Being a fish creep on YouTube: my pond cam

Intro

This is a quick post to give some more information about my pond stream and hopefully answer some of the more common questions.

Pond from above

Backstory

When I moved into my current house, the garden had a pond stocked with a few fish which I suddenly had thrust into my care. After figuring out how filtering, feeding etc. worked, I set to automating the process and monitoring which you can check out here.

All was well for 2 years, then suddenly – once the newly hatched fish had reached their full size – they all started dying off. Once I saw the fish were acting sluggish and refusing food, I purchased everything I could from Amazon – water testing kit, chlorine filter, air stones, new filter media, a pond bomb and new UV bulb. I immediately got the water tested at a local pet store, but they didn’t have a test for ammonia available.

Thinking the water was bad, I scooped out the still wiggling fish into a dechlorinated inflatable pool and hoped that I could triage the survivors. The air stones arrived, and the pond soon looked like a jacuzzi as I tried to raise the oxygen level. The water was crystal clear with the fresh filter/UV bulb and the temperature was good. Clear water doesn’t mean that there isn’t a problem however, and I had no way of knowing without a testing kit.

Unfortunately, most of the fish died, including all the large koi, most of the fish babies from the previous year, and some older goldfish. With all the effort, I was left with Violent Ken the goldfish, a Comet and two dark goldfish hatchlings. It was depressing having to net out and bag up the koi. Do not recommend.

Don’t mess with Violent Ken. He’s seen some things

The water tests were all within spec, but this was only really checked after the other actions were taken as it took a while to arrive.

It was a kick in the ass that I need to care more about what is going on in my pond – I failed as their caretaker. Not having a water testing kit was my biggest mistake, but not identifying when they’re acting off was my next.

I waited a few weeks for the pond to settle, tested the water, and purchased some new fish to keep the remaining 4 company.

+ + + + +

→ WORK TO DO: Write out everything in the pond cam post from "Don’t mess with" down to "while to arrive.", keeping every word unchanged.

→ GIVEN MATERIAL:
+ + + + +

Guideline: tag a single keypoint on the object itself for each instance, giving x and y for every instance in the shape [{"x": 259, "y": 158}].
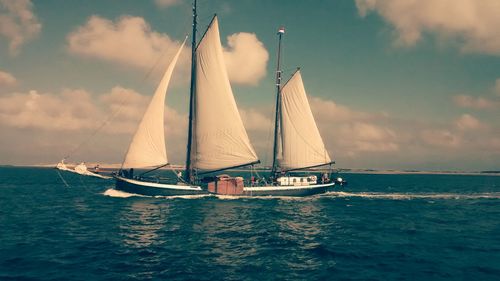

+ + + + +

→ SOLUTION:
Don’t mess with Violent Ken. He’s seen some things

The water tests were all within spec, but this was only really checked after the other actions were taken as it took a while to arrive.